# [What is needed]
Rewrite all of the data below, changing every "Mark a point" to "Place a dot" and keeping everything else the same. Omit the pictures from your version.

--------------------

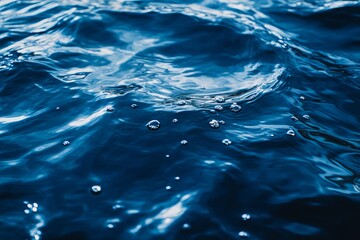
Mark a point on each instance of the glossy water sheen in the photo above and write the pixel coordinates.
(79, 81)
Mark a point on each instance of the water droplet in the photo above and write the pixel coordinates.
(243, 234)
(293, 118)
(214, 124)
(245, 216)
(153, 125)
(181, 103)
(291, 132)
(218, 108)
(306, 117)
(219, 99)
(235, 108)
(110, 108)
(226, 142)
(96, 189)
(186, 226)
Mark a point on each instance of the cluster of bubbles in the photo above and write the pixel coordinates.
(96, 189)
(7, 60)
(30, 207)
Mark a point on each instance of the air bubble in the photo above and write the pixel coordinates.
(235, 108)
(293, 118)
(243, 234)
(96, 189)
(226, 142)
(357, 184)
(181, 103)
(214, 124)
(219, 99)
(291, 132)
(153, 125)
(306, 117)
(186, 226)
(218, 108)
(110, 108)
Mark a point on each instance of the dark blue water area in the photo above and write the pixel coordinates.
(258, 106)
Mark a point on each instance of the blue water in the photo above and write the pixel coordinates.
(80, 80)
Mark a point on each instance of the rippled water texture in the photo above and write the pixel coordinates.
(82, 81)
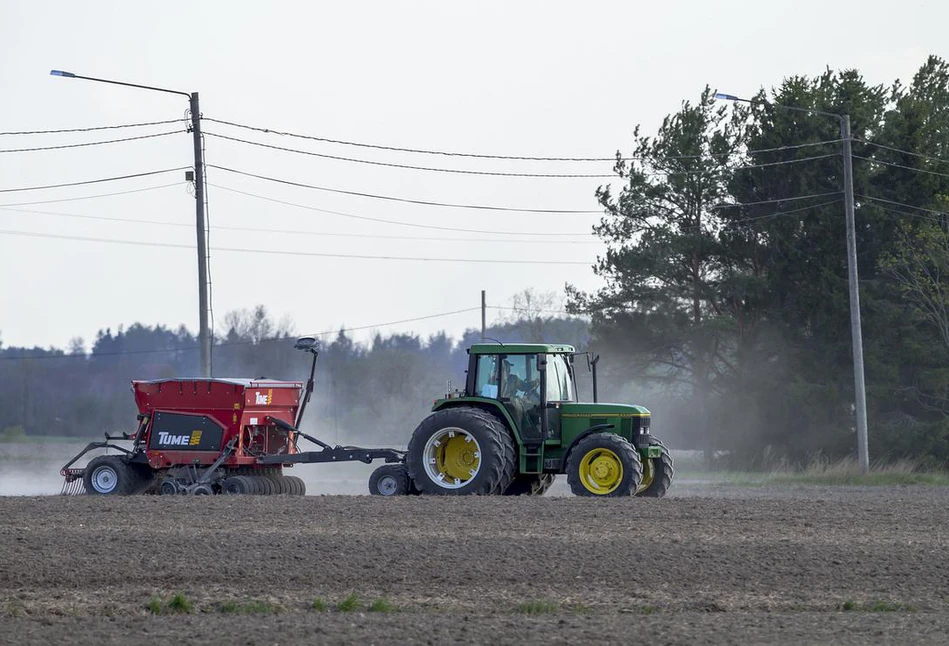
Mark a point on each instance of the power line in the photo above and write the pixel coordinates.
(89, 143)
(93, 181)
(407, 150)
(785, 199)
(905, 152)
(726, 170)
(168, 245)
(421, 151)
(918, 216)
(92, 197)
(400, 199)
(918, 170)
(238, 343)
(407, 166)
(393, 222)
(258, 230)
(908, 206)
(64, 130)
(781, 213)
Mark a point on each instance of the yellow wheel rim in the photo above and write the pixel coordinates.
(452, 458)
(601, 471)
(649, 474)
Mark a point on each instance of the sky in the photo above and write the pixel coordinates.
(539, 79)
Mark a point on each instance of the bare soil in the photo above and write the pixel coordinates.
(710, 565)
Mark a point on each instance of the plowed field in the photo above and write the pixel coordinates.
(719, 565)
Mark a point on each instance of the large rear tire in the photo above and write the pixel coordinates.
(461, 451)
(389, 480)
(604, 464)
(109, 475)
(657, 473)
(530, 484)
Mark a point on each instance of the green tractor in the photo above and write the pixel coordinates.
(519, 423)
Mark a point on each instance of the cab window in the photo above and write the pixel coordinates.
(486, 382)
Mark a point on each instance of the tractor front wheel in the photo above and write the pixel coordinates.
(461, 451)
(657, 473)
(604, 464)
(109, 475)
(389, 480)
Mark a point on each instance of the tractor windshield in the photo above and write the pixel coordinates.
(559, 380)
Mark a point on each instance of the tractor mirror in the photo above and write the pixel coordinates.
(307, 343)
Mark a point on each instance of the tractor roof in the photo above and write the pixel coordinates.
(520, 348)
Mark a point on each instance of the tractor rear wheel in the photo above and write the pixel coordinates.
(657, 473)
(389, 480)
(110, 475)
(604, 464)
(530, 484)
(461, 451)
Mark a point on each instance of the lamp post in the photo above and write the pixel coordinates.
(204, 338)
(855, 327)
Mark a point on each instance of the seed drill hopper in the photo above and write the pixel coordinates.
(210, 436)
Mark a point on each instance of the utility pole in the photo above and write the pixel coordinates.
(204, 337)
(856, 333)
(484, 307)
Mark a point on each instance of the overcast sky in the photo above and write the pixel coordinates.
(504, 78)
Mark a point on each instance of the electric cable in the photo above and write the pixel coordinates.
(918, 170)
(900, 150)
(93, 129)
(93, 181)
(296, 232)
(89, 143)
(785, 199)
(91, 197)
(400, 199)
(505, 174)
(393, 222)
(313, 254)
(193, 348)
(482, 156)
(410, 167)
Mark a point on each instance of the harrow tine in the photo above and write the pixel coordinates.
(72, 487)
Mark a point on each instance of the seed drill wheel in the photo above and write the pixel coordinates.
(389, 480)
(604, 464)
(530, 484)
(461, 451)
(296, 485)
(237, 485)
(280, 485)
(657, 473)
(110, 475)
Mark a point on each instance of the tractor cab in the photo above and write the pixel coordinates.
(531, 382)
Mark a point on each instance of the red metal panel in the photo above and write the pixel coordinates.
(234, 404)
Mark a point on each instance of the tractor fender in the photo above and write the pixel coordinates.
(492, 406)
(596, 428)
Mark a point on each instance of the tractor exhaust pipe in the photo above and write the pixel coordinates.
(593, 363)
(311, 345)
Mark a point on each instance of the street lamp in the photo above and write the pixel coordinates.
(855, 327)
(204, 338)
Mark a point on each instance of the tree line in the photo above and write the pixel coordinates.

--------------------

# [Result of the task]
Place a dot on each instance of the glossy water sheen in the photo above and write the pixel coordinates.
(79, 81)
Place a dot on each instance of the water droplet in the photo above and write the pixel coordinates.
(243, 234)
(293, 118)
(214, 124)
(245, 216)
(153, 125)
(181, 103)
(291, 132)
(218, 108)
(306, 117)
(219, 99)
(235, 108)
(110, 108)
(226, 142)
(96, 189)
(186, 226)
Place a dot on each instance of the cluster of bubbles in the photo above and write the pixel coordinates.
(96, 189)
(7, 60)
(30, 207)
Place a dot on each instance of the air bubble in the photo above and write the pixel coordinates.
(235, 108)
(293, 118)
(243, 234)
(96, 189)
(226, 142)
(357, 184)
(181, 103)
(214, 124)
(219, 99)
(291, 132)
(153, 125)
(306, 117)
(186, 226)
(218, 108)
(110, 108)
Place a dot on each instance of the dark blue water area in the photo above and write the pixel coordinates.
(258, 106)
Place a dot on each instance of the blue water in the photo above and write the pixel coordinates.
(80, 80)
Place a dot on each instance of the rippled water texture in the photo above and write the pixel coordinates.
(82, 81)
Place a dot on each instance of the power line in the photo above and write the pixel coordinates.
(89, 143)
(93, 181)
(407, 150)
(785, 199)
(905, 152)
(726, 170)
(168, 245)
(421, 151)
(918, 216)
(92, 197)
(400, 199)
(918, 170)
(238, 343)
(407, 166)
(393, 222)
(258, 230)
(908, 206)
(64, 130)
(781, 213)
Place a dot on each instance of the yellow wheel rim in the photo above and write the pixel coordinates.
(452, 458)
(601, 471)
(649, 474)
Place a dot on each instance of the sky in the photo above and write the pixel coordinates.
(539, 79)
Place a dot on each instance of the bare soil in the photo above and write the pixel coordinates.
(710, 565)
Place a dot on each instance of the plowed field in the photo above and write the pixel coordinates.
(719, 565)
Place a dot on each instance of the large rear tire in the photo above and write the pixel coordinates.
(461, 451)
(389, 480)
(604, 464)
(109, 475)
(657, 473)
(530, 484)
Place a dot on each instance of the green tractor in the photo above and write the pixel coordinates.
(519, 423)
Place a dot on each instance of the cab window in the photo above and write the pixel coordinates.
(486, 382)
Place a dot on each instance of the tractor front wheel in the photo above and write the pixel coordinates.
(461, 451)
(657, 473)
(604, 464)
(109, 475)
(389, 480)
Place a dot on each instance of the tractor windshield in the photo above and write the pixel coordinates.
(559, 380)
Place a dot on each instance of the tractor mirror in the photo above and write the pixel coordinates.
(307, 343)
Place a dot on each instance of the tractor roof in the photo above and write the pixel coordinates.
(520, 348)
Place a dot on each instance of the tractor rear wheel in the photo above and write the pixel coordinates.
(657, 473)
(389, 480)
(110, 475)
(604, 464)
(530, 484)
(461, 451)
Place a dot on each instance of the lamp post in the photo above and write the pixel coordinates.
(204, 338)
(855, 327)
Place a dot on each instance of the seed drill hopper in the photo above and write the pixel coordinates.
(210, 436)
Place a dot on each instance of the utility pole in the photo above and write the pixel coordinates.
(204, 337)
(856, 333)
(484, 307)
Place a dot on each instance of the overcast sky in the photo above and write the pixel coordinates.
(504, 78)
Place a dot on each instance of the electric cable in the photo above and write the pixel coordinates.
(918, 170)
(900, 150)
(93, 129)
(93, 181)
(296, 232)
(89, 143)
(785, 199)
(91, 197)
(400, 199)
(505, 174)
(393, 222)
(313, 254)
(193, 348)
(482, 156)
(410, 167)
Place a dot on each instance of the harrow tine in the photo above and write the pixel coordinates.
(72, 487)
Place a dot on each instance of the seed drill wheel in the photo above and write the pixel coordinates.
(389, 480)
(604, 464)
(530, 484)
(461, 451)
(296, 485)
(237, 485)
(280, 485)
(657, 473)
(110, 475)
Place a dot on each instance of the tractor cab in the photo above and write the pixel coordinates.
(531, 382)
Place a dot on each instance of the red metal panel in the photo above and write the pixel coordinates.
(234, 404)
Place a dot on each instance of the tractor fender in the photo above and write the pixel coordinates.
(492, 406)
(596, 428)
Place a dot on each instance of the tractor exhaust pipe in the photo above and write the pixel coordinates.
(593, 363)
(311, 345)
Place a dot on each instance of the street lamp in the photo above and write the pixel coordinates.
(855, 327)
(204, 338)
Place a dot on each instance of the tree line in the photo above and write the pixel coordinates.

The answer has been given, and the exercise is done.